◆ 実施課題
親ガチャについての文章で紹介されている研究では、中学生の家庭の裕福度を何段階に分けていますか。

親ガチャ(おやガチャ)は、生まれもった容姿や能力、家庭環境によって人生が大きく左右されるという認識に立ち、「生まれてくる子供は親を選べない」ことを、スマホゲームの「ガチャ」 に例えた日本のインターネットスラング

Wikipedia「親ガチャ」

 自分の両親は自分で決めることができないにもかかわらず、自分の人生に大きな影響を与えます。例えば、ある研究では、中学生において、家庭の裕福度を4段階に分けた際、最も貧しい家庭で毎日3時間勉強している子どもよりも最も裕福な家庭で全く勉強していない子どもの方が成績が良いという結果もあります。
 自分の人生に親が与える影響に注目した考え方が「親ガチャ」であると言えます。

 この「親ガチャ」の思想には二つの前提となる姿勢があります。
 一つは、ある種の運命論、決定論的姿勢です。
 「親ガチャ」という言葉は多くの場合、「はずれ」を引いた側が使う言葉です。親の影響で自分の人生が「はずれ」をひかされた、と言うニュアンスが「親ガチャ」にはあります。
 しかし、自分の人生に影響を与える存在は親だけではありません。友人、先生、仕事仲間など、多くの出会いによって影響を受けています。また、それ以外にも多くの偶然性によって人生は変わり得ます。そして、親以外の要因によって自分の人生が変わっていった実感があるなら、言い換えれば「親ガチャ」ではずれを引いたとしても、その後の人生の歩み方で「はずれ」の人生が「当たり」に変わり得る、と思っているなら、あえて親の影響を大きく捉える「親ガチャ」という思想を取ることは無くなります。

◆ データ記録
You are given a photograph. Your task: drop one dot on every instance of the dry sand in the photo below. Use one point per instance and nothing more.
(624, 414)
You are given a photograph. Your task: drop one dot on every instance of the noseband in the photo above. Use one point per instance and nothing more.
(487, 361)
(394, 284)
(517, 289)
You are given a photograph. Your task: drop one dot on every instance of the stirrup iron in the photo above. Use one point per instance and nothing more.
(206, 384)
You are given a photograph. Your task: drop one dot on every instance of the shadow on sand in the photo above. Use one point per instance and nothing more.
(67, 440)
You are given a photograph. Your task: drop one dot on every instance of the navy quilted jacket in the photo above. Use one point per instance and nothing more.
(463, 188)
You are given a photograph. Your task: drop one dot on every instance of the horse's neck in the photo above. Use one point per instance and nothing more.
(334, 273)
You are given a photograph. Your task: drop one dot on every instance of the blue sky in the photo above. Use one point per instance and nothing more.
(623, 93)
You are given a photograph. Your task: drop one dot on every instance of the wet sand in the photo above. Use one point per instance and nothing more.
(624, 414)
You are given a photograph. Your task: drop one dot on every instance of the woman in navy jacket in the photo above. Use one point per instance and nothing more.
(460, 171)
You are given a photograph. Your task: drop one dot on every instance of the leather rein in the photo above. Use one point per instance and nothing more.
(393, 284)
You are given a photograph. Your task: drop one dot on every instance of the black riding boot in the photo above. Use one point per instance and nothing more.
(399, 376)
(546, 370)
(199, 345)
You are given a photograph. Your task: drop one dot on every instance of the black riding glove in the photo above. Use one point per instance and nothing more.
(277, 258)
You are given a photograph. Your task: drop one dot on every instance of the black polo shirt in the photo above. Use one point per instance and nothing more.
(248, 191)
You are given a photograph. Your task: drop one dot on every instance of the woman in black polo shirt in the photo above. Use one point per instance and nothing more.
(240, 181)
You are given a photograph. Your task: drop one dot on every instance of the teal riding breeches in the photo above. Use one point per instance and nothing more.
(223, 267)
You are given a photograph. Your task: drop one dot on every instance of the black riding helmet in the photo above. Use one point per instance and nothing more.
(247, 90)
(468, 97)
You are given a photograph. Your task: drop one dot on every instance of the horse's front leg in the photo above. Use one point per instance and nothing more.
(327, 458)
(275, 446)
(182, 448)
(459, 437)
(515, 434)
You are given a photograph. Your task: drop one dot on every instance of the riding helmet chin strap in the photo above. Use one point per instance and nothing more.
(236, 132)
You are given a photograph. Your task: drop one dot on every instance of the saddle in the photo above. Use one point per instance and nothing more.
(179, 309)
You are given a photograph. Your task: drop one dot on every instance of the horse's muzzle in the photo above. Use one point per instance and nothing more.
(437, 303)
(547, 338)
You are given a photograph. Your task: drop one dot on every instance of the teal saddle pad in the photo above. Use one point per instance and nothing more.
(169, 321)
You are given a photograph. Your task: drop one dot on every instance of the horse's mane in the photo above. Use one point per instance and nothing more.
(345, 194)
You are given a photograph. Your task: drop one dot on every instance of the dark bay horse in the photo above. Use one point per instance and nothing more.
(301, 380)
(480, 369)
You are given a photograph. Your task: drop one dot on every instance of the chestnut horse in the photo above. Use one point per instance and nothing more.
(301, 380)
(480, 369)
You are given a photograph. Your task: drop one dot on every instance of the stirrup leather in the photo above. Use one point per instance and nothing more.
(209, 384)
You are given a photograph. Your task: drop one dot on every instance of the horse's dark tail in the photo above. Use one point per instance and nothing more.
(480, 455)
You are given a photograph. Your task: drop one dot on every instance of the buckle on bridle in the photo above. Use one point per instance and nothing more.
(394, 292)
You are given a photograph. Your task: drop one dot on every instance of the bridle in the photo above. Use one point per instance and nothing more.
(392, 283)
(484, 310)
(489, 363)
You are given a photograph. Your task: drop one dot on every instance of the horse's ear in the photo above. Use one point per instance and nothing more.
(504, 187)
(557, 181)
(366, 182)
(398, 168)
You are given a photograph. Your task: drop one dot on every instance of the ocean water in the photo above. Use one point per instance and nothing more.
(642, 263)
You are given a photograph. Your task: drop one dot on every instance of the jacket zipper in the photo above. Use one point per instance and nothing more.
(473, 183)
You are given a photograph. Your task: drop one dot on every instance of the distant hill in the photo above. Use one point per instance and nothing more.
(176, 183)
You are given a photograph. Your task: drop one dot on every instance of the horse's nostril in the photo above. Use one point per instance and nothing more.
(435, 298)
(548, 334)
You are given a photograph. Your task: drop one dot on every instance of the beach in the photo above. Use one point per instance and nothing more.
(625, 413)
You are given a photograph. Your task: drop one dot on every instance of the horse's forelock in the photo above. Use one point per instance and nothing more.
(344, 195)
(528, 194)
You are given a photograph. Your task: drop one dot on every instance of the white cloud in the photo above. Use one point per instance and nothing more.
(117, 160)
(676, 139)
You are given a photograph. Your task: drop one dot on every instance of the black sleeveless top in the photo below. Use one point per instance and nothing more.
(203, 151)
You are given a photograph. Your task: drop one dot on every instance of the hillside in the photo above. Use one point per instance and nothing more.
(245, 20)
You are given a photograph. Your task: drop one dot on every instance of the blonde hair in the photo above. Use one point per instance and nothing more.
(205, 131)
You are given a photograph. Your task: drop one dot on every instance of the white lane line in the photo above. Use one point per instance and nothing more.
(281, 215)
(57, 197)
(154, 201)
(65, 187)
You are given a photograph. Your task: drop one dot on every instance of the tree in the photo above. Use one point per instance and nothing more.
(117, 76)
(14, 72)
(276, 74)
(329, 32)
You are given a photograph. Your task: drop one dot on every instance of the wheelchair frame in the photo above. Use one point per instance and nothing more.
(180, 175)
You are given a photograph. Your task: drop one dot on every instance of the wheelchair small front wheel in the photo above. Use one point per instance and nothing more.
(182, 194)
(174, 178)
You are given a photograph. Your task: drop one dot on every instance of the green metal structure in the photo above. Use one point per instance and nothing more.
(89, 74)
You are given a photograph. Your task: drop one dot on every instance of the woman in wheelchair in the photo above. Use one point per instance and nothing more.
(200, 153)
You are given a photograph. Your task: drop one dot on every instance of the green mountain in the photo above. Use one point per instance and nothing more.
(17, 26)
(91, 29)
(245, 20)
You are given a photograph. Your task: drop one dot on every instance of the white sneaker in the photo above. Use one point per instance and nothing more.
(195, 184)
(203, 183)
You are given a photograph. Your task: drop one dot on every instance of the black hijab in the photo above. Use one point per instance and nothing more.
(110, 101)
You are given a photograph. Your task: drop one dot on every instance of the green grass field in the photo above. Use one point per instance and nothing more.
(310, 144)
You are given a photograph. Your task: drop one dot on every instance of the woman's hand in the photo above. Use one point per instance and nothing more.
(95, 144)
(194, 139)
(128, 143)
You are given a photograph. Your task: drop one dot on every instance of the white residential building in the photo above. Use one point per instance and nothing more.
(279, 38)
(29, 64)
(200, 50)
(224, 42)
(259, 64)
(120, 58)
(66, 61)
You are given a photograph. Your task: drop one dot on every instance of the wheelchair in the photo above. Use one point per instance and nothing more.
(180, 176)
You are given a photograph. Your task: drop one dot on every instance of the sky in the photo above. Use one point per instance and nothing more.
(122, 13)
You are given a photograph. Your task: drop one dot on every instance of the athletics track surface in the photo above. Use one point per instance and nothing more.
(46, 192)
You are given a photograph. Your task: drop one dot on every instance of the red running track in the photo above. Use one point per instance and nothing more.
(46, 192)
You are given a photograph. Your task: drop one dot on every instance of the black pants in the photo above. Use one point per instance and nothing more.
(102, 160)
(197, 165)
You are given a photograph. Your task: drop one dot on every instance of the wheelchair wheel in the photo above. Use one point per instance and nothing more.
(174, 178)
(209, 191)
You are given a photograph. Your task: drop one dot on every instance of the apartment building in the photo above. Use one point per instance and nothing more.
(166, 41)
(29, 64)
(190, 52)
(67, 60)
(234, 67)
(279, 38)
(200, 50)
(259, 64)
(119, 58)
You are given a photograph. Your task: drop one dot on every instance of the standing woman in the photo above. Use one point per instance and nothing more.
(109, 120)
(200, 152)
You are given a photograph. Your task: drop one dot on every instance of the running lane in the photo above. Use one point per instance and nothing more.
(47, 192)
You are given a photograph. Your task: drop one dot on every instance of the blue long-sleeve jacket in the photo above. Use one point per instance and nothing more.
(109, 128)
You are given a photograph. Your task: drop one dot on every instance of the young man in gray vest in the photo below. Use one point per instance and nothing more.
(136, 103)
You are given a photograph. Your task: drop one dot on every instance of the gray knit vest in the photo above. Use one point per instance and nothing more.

◆ 出力結果
4段階です。